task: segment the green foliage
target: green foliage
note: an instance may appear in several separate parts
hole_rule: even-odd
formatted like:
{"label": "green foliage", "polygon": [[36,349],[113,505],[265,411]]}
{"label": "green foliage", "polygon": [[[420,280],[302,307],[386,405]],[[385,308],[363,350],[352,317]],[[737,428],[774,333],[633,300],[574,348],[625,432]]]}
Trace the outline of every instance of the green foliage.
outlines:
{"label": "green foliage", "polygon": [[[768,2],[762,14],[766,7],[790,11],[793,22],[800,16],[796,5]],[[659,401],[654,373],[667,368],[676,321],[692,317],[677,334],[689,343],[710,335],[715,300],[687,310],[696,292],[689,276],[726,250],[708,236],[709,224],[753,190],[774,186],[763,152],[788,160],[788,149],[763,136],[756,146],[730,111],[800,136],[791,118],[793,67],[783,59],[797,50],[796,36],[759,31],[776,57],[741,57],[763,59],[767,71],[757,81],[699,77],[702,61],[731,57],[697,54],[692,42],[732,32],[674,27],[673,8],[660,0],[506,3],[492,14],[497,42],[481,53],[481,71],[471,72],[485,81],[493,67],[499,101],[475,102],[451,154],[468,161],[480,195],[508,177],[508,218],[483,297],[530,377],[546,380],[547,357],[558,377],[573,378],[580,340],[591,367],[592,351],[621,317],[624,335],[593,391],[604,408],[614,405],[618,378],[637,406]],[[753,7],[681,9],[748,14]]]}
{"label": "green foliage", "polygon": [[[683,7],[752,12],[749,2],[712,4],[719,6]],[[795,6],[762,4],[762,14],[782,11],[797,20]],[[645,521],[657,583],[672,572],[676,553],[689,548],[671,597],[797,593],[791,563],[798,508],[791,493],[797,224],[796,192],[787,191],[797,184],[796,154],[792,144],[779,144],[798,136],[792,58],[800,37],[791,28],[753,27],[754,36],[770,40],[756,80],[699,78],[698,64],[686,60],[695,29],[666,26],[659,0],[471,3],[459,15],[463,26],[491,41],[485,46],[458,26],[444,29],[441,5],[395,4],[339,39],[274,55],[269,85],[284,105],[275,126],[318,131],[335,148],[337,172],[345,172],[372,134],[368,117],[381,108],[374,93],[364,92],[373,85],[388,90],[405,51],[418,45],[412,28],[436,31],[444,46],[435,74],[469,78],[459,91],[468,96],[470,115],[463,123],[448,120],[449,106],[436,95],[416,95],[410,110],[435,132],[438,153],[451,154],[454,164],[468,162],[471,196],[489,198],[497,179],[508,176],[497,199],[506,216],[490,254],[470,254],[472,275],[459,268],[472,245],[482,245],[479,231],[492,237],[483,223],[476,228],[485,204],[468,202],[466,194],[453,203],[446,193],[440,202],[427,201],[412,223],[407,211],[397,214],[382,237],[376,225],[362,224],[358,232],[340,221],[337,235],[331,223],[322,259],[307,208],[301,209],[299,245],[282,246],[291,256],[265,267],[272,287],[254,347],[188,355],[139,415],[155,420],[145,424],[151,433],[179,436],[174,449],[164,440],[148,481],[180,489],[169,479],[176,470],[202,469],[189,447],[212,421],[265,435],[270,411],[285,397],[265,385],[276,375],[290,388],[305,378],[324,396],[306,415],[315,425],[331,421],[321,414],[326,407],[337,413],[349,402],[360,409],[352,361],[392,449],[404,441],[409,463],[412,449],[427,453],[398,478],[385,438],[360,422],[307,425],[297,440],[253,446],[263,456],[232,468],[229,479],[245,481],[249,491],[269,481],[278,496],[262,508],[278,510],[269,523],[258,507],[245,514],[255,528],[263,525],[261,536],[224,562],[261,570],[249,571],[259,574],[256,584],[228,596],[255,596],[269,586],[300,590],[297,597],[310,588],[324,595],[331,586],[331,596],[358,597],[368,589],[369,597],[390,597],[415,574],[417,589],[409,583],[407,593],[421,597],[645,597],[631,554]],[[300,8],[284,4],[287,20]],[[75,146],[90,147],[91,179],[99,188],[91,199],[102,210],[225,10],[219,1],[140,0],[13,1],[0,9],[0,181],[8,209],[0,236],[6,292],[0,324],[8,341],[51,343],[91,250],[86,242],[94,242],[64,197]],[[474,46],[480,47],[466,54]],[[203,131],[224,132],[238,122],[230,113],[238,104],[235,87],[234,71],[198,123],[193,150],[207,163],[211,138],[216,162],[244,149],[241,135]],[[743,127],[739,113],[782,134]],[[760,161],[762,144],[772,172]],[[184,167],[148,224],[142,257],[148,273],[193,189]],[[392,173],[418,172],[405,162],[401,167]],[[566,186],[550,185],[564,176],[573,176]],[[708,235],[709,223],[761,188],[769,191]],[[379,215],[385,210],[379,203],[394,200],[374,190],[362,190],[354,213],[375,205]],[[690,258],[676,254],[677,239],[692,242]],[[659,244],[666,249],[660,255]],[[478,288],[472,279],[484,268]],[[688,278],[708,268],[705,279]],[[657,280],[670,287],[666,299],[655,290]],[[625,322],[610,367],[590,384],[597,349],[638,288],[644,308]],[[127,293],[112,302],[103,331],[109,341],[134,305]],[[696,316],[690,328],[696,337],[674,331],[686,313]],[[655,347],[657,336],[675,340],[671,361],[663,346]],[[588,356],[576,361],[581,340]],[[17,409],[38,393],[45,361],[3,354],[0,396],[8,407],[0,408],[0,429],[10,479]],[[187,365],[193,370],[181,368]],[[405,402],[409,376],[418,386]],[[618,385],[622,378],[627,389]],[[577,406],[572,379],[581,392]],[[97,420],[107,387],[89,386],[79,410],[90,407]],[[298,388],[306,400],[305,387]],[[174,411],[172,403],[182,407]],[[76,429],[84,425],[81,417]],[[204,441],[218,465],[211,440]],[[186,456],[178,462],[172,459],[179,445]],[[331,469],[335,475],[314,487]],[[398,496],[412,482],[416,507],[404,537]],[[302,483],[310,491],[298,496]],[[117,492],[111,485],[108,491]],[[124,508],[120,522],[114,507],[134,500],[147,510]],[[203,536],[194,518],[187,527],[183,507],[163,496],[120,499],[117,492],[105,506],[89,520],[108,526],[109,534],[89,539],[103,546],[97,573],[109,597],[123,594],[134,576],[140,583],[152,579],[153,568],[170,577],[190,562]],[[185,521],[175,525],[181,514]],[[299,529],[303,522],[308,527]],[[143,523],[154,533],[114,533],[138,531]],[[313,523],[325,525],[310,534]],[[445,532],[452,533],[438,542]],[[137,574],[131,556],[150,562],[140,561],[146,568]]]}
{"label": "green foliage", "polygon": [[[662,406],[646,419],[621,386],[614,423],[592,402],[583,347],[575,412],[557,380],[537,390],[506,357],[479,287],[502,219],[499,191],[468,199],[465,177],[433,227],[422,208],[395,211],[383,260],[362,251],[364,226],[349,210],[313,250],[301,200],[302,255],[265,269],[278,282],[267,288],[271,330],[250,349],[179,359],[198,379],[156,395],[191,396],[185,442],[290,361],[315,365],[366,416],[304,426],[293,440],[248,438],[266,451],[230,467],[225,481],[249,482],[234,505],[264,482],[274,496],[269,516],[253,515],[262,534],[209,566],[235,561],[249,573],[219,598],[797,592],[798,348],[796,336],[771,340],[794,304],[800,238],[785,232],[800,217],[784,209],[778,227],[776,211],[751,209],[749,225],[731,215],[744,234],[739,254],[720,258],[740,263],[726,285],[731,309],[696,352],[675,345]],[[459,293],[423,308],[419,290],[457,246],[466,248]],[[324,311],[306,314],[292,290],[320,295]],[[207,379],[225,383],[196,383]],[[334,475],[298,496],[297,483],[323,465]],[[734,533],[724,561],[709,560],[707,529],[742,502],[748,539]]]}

---+---

Would you please repeat exactly the lines above, starting at the line with "note: an instance" and stopping at the line with "Trace the outline", both included?

* Answer below *
note: an instance may appear in several separate parts
hole_rule: even-odd
formatted like:
{"label": "green foliage", "polygon": [[36,349],[113,505],[265,411]]}
{"label": "green foliage", "polygon": [[[420,280],[302,307],[386,405]],[[385,308],[363,350],[352,317]],[[737,428],[774,333],[633,300],[574,348],[625,432]]]}
Trace the outline of every instance of the green foliage.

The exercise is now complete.